> EXTRAIT DU TEXTE

· · · ·

# changer batterie sur clamshell



## jpa67 (4 Septembre 2009)

Bonjour - Quelqu'un connait-il un site (in french si possible) qui explique comment ouvrir une Clamshell-Palourde  pour changer la batterie ?
Merci de vos réponses
Cordialement - jpa


----------



## ben206stras (5 Septembre 2009)

Est-ce que ta machine se trouverait sur ce site ?


----------



## Pascal 77 (5 Septembre 2009)

Pas besoin de site, c'est très simple : tu mets le palourde sur le dos, avec une pièce de monnaie tu tourne d'un quart de tour les deux vis "quart de tour" qui ferment son clapet, tu l'ouvres, tu tires sur la languette pour extraire l'ancienne batterie, tu mets en place la nouvelle batterie, en faisant attention que la languette d'extraction ne se trouve pas coincée dessous, tu referme le clapet avec la pièce de monnaie, tu remets le Palourde à l'endroit, acabi, acaba, et voilà !


----------



## ben206stras (5 Septembre 2009)

· · · ·

> DONNÉES FOURNIES
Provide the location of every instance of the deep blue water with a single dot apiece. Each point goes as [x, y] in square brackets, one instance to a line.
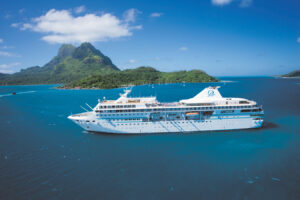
[43, 155]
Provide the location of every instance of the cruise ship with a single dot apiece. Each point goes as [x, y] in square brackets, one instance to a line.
[207, 111]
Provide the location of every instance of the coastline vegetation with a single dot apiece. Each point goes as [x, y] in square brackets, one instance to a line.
[140, 76]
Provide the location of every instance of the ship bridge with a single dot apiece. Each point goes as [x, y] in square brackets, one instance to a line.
[211, 96]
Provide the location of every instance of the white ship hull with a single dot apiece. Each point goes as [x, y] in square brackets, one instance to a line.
[207, 111]
[182, 126]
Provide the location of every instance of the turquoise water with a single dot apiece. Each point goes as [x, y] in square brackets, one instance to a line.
[43, 155]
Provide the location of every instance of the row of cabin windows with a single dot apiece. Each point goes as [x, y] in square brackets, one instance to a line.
[118, 106]
[122, 114]
[175, 109]
[254, 110]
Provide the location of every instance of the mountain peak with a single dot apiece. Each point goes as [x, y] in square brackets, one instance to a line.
[66, 50]
[86, 49]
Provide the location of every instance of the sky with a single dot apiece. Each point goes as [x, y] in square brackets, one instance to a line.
[221, 37]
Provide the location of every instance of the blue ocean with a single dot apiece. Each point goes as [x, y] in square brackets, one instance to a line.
[44, 155]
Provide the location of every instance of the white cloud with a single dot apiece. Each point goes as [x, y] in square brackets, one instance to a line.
[6, 47]
[15, 25]
[132, 61]
[79, 9]
[9, 68]
[22, 10]
[6, 54]
[245, 3]
[220, 2]
[156, 15]
[183, 48]
[131, 14]
[59, 26]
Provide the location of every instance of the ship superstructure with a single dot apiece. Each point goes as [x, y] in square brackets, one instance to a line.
[207, 111]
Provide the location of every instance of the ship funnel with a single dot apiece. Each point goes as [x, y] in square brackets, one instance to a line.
[209, 93]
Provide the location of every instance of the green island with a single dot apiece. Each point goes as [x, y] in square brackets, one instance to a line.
[140, 76]
[293, 74]
[86, 67]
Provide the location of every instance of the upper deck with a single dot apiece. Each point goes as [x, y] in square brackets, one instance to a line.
[209, 97]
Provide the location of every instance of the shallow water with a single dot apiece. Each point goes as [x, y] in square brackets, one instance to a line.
[43, 155]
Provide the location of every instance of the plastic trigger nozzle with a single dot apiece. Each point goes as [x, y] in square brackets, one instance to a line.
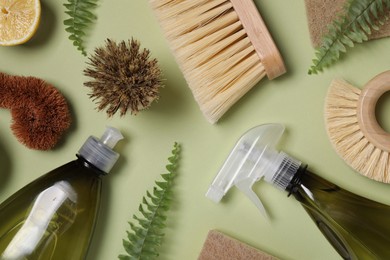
[253, 157]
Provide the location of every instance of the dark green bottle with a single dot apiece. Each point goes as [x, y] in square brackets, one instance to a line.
[358, 228]
[54, 216]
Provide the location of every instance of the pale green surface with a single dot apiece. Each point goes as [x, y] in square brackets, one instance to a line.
[296, 100]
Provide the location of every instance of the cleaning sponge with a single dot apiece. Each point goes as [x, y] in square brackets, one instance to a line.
[218, 246]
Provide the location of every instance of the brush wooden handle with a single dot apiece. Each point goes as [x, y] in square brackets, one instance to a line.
[260, 37]
[369, 97]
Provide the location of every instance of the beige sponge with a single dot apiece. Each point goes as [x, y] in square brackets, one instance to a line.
[218, 246]
[320, 13]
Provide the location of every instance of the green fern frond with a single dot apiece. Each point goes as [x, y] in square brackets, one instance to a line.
[145, 237]
[360, 17]
[81, 17]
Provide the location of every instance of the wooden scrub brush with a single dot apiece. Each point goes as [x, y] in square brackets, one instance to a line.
[39, 111]
[353, 128]
[222, 47]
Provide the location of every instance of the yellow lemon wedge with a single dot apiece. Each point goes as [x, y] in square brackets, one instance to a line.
[19, 20]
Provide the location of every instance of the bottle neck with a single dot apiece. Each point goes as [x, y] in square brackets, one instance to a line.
[89, 165]
[296, 180]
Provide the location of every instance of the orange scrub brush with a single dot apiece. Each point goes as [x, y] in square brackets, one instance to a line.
[222, 47]
[39, 111]
[353, 129]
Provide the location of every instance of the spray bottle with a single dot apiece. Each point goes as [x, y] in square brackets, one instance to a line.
[54, 216]
[358, 228]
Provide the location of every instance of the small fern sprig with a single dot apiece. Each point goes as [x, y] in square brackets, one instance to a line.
[81, 17]
[145, 238]
[354, 26]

· · · ·

> EXERCICES
1. Traduisez en anglais cette phrase de la discussion sur la batterie du Clamshell : « Est-ce que ta machine se trouverait sur ce site ? »
2. Écrivez la suite de la discussion sur le changement de batterie du Clamshell.

> RÉPONSES
1. Would your machine happen to be on this site?

2.
Pascal 77 a dit:


> Pas besoin de site, c'est très simple : tu mets le palourde sur le dos, avec une pièce de monnaie tu tourne d'un quart de tour les deux vis "quart de tour" qui ferment son clapet, tu l'ouvres, tu tires sur la languette pour extraire l'ancienne batterie, tu mets en place la nouvelle batterie, en faisant attention que la languette d'extraction ne se trouve pas coincée dessous, tu referme le clapet avec la pièce de monnaie, tu remets le Palourde à l'endroit, acabi, acaba, et voilà !



Procédure à suivre, effectivement ! :rose:

Ne pas tenir compte de mon précédent poste alors.


----------



## jpa67 (6 Septembre 2009)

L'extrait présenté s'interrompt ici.